◆ Extracted text
—————

Module for computing the intermediate vector \(\textbf{x}''\): a architecture; b FSM

3.1.4 Computation of Vector \(\textbf{X}^{a}\)

In this section, we describe the synthesized module that executes the arithmetic operations in (5), except for the elements \(\textbf{X}_{0}^{a}\) and \(\textbf{X}_{N/2}^{a}\), which are computed in the module described in Sect. 3.1.3. Thus, this module recursively and simultaneously computes each element of \(\textbf{X}_{i}^{a}\) and \(\textbf{X}_{N-i}^{a}\), \(i \in \{1,2,\ldots ,N/2-1\}\). We implement 6 adders and a RCM module (shared with the architectures explored in Sects. 3.1.2 and 3.1.3) for arithmetic operations in (5) regarding the computation of \(\textbf{X}^{a}\), as shown in Fig. 4a.

—————

(Records from a data collection)
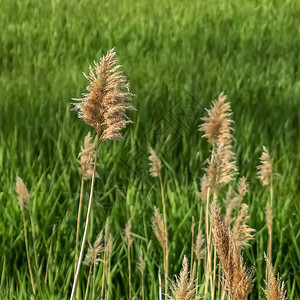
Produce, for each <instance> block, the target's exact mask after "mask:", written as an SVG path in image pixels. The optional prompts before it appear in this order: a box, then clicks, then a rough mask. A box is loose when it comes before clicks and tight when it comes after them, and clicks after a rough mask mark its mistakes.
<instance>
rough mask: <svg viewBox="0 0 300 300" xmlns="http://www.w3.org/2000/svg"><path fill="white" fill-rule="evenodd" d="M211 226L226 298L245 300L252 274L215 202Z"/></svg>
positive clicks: (246, 295) (246, 298)
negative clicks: (235, 242)
mask: <svg viewBox="0 0 300 300" xmlns="http://www.w3.org/2000/svg"><path fill="white" fill-rule="evenodd" d="M211 224H212V227H213V237H214V239H213V241H214V245H215V248H216V250H217V253H218V256H219V259H220V262H221V265H222V268H223V271H224V274H225V279H226V285H227V288H228V298H229V299H230V300H234V299H237V300H246V299H247V297H248V294H250V292H251V291H252V282H251V280H252V276H253V274H252V271H251V270H248V269H247V268H246V266H245V265H244V263H243V257H242V255H241V253H240V251H239V250H238V248H237V245H236V244H235V241H234V239H233V237H232V233H231V232H230V230H229V229H228V227H227V226H226V224H225V221H224V218H223V216H222V215H221V213H220V209H219V207H218V204H217V203H216V202H215V201H213V203H212V204H211Z"/></svg>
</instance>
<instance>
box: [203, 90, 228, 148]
mask: <svg viewBox="0 0 300 300" xmlns="http://www.w3.org/2000/svg"><path fill="white" fill-rule="evenodd" d="M225 101H226V95H224V92H222V93H221V94H220V95H219V98H218V100H214V101H213V103H212V106H211V108H210V109H209V110H207V109H206V111H207V113H208V117H204V118H201V120H202V121H204V123H203V124H202V125H200V126H199V131H204V134H203V136H202V137H206V138H207V139H208V141H209V143H210V144H212V145H218V144H220V143H224V144H228V141H230V140H231V139H232V135H231V130H232V127H231V124H232V123H233V121H232V120H231V119H230V117H231V115H232V112H231V108H230V103H229V102H225Z"/></svg>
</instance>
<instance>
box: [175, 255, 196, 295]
mask: <svg viewBox="0 0 300 300" xmlns="http://www.w3.org/2000/svg"><path fill="white" fill-rule="evenodd" d="M171 292H172V296H171V297H170V299H172V300H194V299H196V287H195V285H194V278H193V276H192V278H190V276H189V270H188V260H187V258H186V256H184V257H183V260H182V269H181V271H180V274H179V276H175V282H172V285H171Z"/></svg>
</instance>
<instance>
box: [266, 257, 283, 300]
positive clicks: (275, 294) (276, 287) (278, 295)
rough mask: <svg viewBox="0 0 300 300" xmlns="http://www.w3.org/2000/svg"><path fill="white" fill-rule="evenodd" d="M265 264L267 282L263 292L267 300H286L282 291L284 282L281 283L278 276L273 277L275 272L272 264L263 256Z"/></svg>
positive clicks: (274, 276)
mask: <svg viewBox="0 0 300 300" xmlns="http://www.w3.org/2000/svg"><path fill="white" fill-rule="evenodd" d="M265 260H266V263H267V273H268V281H267V282H266V284H267V289H266V290H265V291H264V292H265V295H266V298H267V300H286V299H287V298H286V291H285V290H284V282H282V283H281V280H280V277H279V274H278V275H277V278H276V277H275V272H274V268H273V266H272V264H271V263H270V261H269V260H268V258H267V256H266V255H265Z"/></svg>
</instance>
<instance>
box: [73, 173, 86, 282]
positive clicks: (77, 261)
mask: <svg viewBox="0 0 300 300" xmlns="http://www.w3.org/2000/svg"><path fill="white" fill-rule="evenodd" d="M83 187H84V179H83V177H82V179H81V188H80V198H79V207H78V215H77V231H76V246H75V267H74V277H75V274H76V267H77V262H78V240H79V227H80V216H81V207H82V198H83Z"/></svg>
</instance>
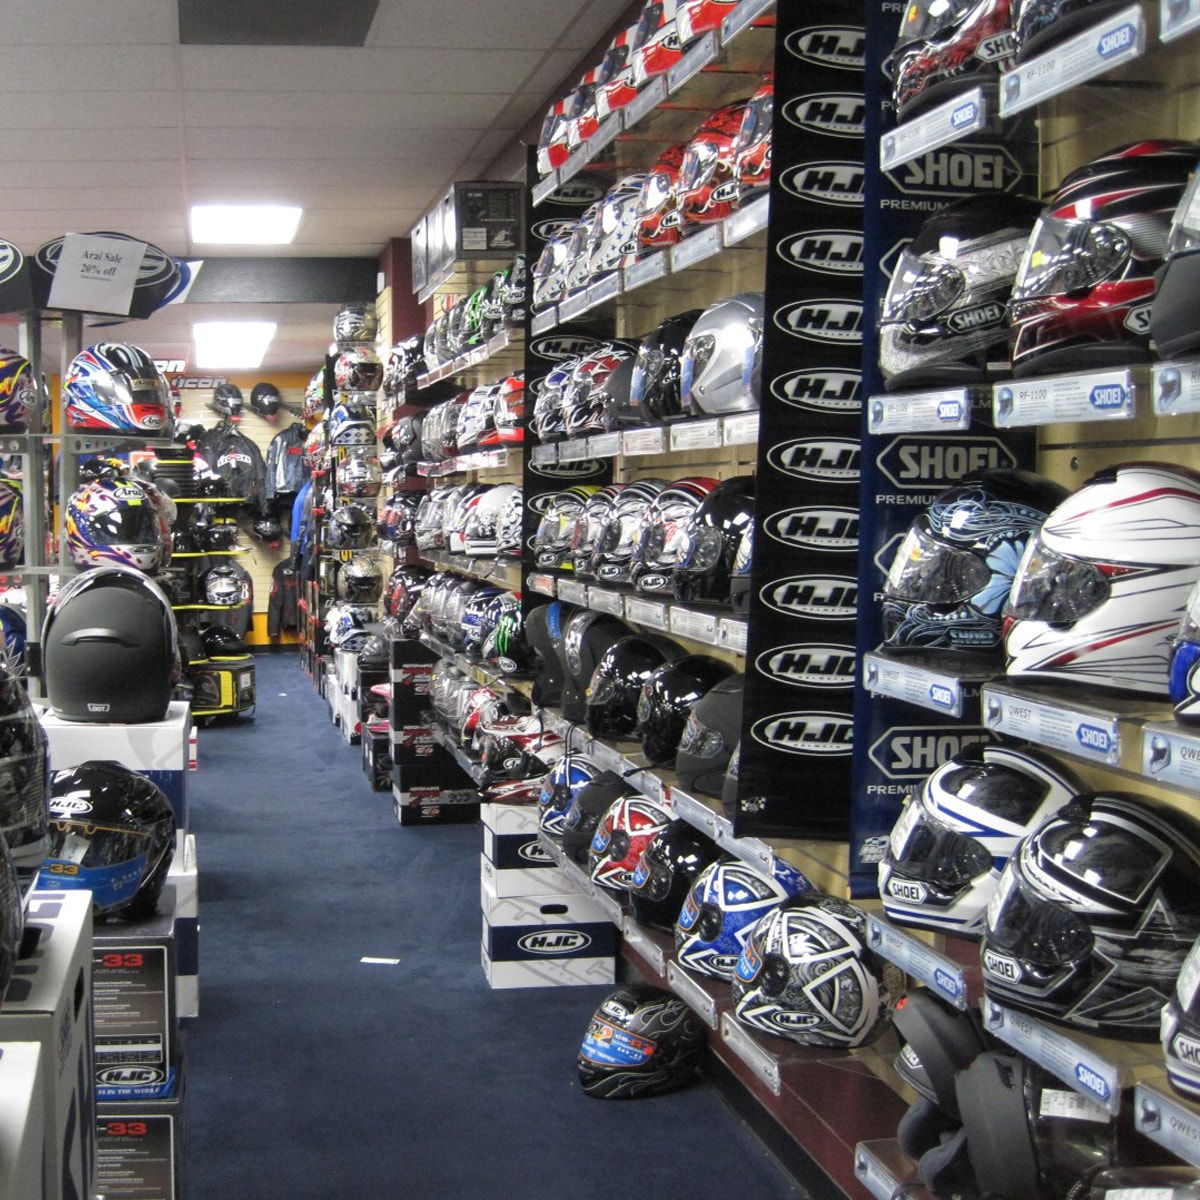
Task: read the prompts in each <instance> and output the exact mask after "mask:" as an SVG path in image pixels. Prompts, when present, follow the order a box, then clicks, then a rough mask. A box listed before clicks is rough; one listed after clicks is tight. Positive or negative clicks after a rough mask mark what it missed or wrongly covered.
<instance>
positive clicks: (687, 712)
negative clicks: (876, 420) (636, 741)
mask: <svg viewBox="0 0 1200 1200" xmlns="http://www.w3.org/2000/svg"><path fill="white" fill-rule="evenodd" d="M731 674H733V668H732V667H731V666H730V665H728V664H726V662H722V661H721V660H720V659H714V658H709V655H707V654H686V655H684V656H683V658H682V659H677V660H676V661H674V662H666V664H664V665H662V666H661V667H659V668H658V670H656V671H654V672H653V673H652V674H650V677H649V679H647V680H646V683H644V684H643V685H642V695H641V697H640V698H638V702H637V734H638V737H641V739H642V754H644V755H646V757H647V758H648V760H649V762H650V766H653V767H671V766H673V764H674V761H676V754H677V752H678V749H679V740H680V738H682V737H683V731H684V728H685V726H686V724H688V718H689V716H690V715H691V709H692V706H694V704H695V703H696V702H697V701H698V700H700V698H701V697H702V696H704V695H706V694H707V692H709V691H710V690H712V689H713V688H715V686H716V684H719V683H720V682H721V680H722V679H727V678H728V677H730V676H731Z"/></svg>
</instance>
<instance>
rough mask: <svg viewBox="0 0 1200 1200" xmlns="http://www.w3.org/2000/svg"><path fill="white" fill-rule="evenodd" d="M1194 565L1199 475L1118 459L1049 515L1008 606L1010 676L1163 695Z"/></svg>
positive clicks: (1199, 496) (1194, 563) (1192, 576)
mask: <svg viewBox="0 0 1200 1200" xmlns="http://www.w3.org/2000/svg"><path fill="white" fill-rule="evenodd" d="M1198 569H1200V474H1196V473H1195V472H1192V470H1188V469H1187V468H1186V467H1176V466H1172V464H1170V463H1153V462H1141V463H1126V464H1122V466H1117V467H1109V468H1106V469H1104V470H1102V472H1099V473H1098V474H1096V475H1093V476H1092V479H1091V480H1088V482H1086V484H1085V485H1084V486H1082V487H1080V488H1079V491H1076V492H1074V493H1073V494H1072V496H1069V497H1068V498H1067V499H1066V500H1063V503H1062V504H1060V505H1058V506H1057V508H1056V509H1055V510H1054V511H1052V512H1051V514H1050V516H1048V517H1046V520H1045V523H1044V524H1043V526H1042V529H1040V530H1039V532H1038V533H1037V534H1036V535H1034V536H1032V538H1031V539H1030V541H1028V544H1027V545H1026V547H1025V553H1024V556H1022V557H1021V562H1020V564H1019V566H1018V568H1016V575H1015V577H1014V580H1013V588H1012V592H1010V593H1009V599H1008V605H1007V607H1006V610H1004V614H1006V619H1007V632H1006V638H1004V650H1006V654H1007V659H1008V664H1007V667H1006V670H1007V673H1008V674H1009V676H1013V677H1018V678H1036V679H1058V680H1066V682H1068V683H1076V684H1082V685H1092V686H1103V688H1112V689H1116V690H1118V691H1129V692H1140V694H1150V695H1156V696H1162V697H1163V698H1164V700H1165V698H1166V697H1168V695H1169V685H1168V671H1169V666H1170V660H1171V648H1172V644H1174V638H1175V635H1176V632H1177V630H1178V628H1180V620H1181V618H1182V616H1183V613H1184V610H1186V606H1187V600H1188V594H1189V592H1190V589H1192V586H1193V584H1194V583H1195V580H1196V571H1198Z"/></svg>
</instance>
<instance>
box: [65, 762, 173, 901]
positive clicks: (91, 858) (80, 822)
mask: <svg viewBox="0 0 1200 1200" xmlns="http://www.w3.org/2000/svg"><path fill="white" fill-rule="evenodd" d="M174 854H175V812H174V810H173V809H172V806H170V800H168V799H167V797H166V796H164V794H163V792H162V788H160V787H158V786H157V785H156V784H155V782H152V781H151V780H150V779H149V778H148V776H146V775H143V774H139V773H138V772H136V770H132V769H131V768H128V767H125V766H122V764H121V763H119V762H102V761H97V760H90V761H88V762H83V763H80V764H79V766H78V767H71V768H68V769H66V770H56V772H55V773H54V776H53V778H52V780H50V850H49V853H48V856H47V859H46V865H44V866H43V868H42V872H41V887H43V888H55V889H59V888H61V889H65V890H71V889H78V888H85V889H88V890H89V892H91V901H92V911H94V912H95V913H96V914H97V916H101V917H130V918H138V917H149V916H151V914H152V913H154V912H155V910H156V908H157V905H158V896H160V894H161V893H162V887H163V884H164V883H166V882H167V871H168V870H169V869H170V863H172V859H173V858H174Z"/></svg>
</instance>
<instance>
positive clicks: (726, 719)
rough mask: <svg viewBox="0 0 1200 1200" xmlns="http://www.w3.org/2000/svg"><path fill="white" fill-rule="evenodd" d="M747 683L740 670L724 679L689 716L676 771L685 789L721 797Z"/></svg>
mask: <svg viewBox="0 0 1200 1200" xmlns="http://www.w3.org/2000/svg"><path fill="white" fill-rule="evenodd" d="M745 682H746V680H745V676H744V674H740V673H739V674H733V676H730V677H728V678H727V679H721V680H720V682H719V683H718V684H715V685H714V686H713V688H712V689H709V690H708V691H707V692H706V694H704V695H703V696H701V697H700V700H697V701H696V704H695V707H694V708H692V710H691V713H690V714H689V715H688V720H686V722H685V724H684V727H683V734H682V736H680V738H679V750H678V752H677V754H676V774H677V775H678V776H679V784H680V785H682V787H683V790H684V791H685V792H691V793H697V794H700V796H710V797H713V799H718V800H719V799H720V798H721V793H722V791H724V787H725V773H726V770H727V769H728V766H730V757H731V756H732V754H733V748H734V746H736V745H737V742H738V736H739V734H740V732H742V698H743V694H744V691H745Z"/></svg>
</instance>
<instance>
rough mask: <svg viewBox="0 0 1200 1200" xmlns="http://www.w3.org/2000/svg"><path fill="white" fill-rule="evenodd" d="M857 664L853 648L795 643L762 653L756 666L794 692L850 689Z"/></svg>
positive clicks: (853, 678)
mask: <svg viewBox="0 0 1200 1200" xmlns="http://www.w3.org/2000/svg"><path fill="white" fill-rule="evenodd" d="M857 661H858V659H857V656H856V655H854V647H853V646H836V644H833V643H827V642H796V643H793V644H791V646H779V647H776V648H775V649H773V650H766V652H764V653H762V654H760V655H758V659H757V664H756V665H757V667H758V671H760V672H761V673H762V674H764V676H767V677H768V678H770V679H778V680H779V682H780V683H788V684H794V685H796V686H798V688H852V686H853V685H854V665H856V662H857Z"/></svg>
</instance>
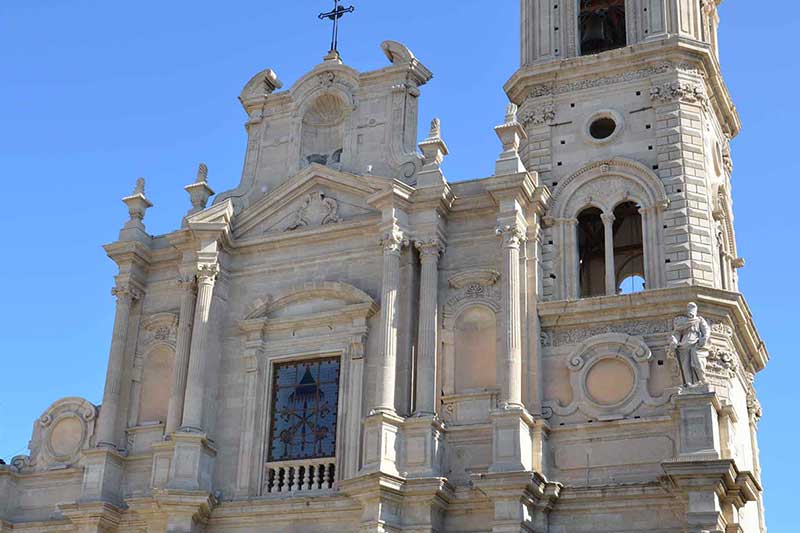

—————

◆ Task set
1. From the hardware module excerpt, return the passage that begins at the words "3.1.4 Computation of" and stops after "shown in Fig. 4a.".
2. In the hardware module excerpt, how many adders are implemented for the arithmetic operations in (5)?

◆ Responses per task
1.
3.1.4 Computation of Vector \(\textbf{X}^{a}\)

In this section, we describe the synthesized module that executes the arithmetic operations in (5), except for the elements \(\textbf{X}_{0}^{a}\) and \(\textbf{X}_{N/2}^{a}\), which are computed in the module described in Sect. 3.1.3. Thus, this module recursively and simultaneously computes each element of \(\textbf{X}_{i}^{a}\) and \(\textbf{X}_{N-i}^{a}\), \(i \in \{1,2,\ldots ,N/2-1\}\). We implement 6 adders and a RCM module (shared with the architectures explored in Sects. 3.1.2 and 3.1.3) for arithmetic operations in (5) regarding the computation of \(\textbf{X}^{a}\), as shown in Fig. 4a.

2. Six adders.